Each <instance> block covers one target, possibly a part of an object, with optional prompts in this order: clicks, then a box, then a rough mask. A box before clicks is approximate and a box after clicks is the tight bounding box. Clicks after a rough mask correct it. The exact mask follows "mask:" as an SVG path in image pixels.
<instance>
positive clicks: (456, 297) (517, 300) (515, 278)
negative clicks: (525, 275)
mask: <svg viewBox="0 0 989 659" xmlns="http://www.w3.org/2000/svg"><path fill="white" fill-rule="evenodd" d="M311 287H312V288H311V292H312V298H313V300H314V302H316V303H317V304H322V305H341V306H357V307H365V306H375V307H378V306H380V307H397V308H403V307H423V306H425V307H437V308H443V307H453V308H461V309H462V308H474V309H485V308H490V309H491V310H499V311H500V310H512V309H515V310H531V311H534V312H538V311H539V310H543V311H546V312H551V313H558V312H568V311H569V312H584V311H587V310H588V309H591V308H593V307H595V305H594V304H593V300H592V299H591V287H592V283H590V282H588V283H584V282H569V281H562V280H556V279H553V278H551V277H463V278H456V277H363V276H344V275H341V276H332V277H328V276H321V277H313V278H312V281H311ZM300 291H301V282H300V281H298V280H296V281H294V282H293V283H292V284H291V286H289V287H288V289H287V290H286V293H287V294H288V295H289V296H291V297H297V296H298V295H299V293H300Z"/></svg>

Task: Every entry above needs to be duplicated exactly.

Solution for this exercise:
Each <instance> block covers one target, possibly a part of an object, with optional prompts in this order: clicks, then a box, then a rough mask. A box before clicks is approximate and a box after clicks is the tight bounding box. Clicks after a rough mask correct it. The exact mask follows "mask:" as an SVG path in image pixels.
<instance>
positive clicks: (456, 297) (517, 300) (515, 278)
negative clicks: (525, 275)
mask: <svg viewBox="0 0 989 659" xmlns="http://www.w3.org/2000/svg"><path fill="white" fill-rule="evenodd" d="M311 287H312V288H311V292H312V298H313V300H314V302H316V303H317V304H322V305H341V306H357V307H365V306H375V307H378V306H380V307H397V308H403V307H423V306H425V307H437V308H443V307H453V308H461V309H462V308H474V309H485V308H490V309H491V310H499V311H500V310H512V309H515V310H531V311H534V312H538V311H539V310H543V311H546V312H551V313H558V312H568V311H569V312H584V311H587V310H588V309H591V308H593V307H595V305H594V304H593V300H592V299H591V287H592V283H590V282H588V283H584V282H569V281H562V280H556V279H553V278H551V277H463V278H456V277H363V276H344V275H341V276H332V277H328V276H321V277H313V278H312V281H311ZM300 291H301V282H300V281H298V280H296V281H294V282H293V283H292V284H291V286H289V287H288V289H287V290H286V293H287V294H288V295H289V296H291V297H297V296H298V295H299V293H300Z"/></svg>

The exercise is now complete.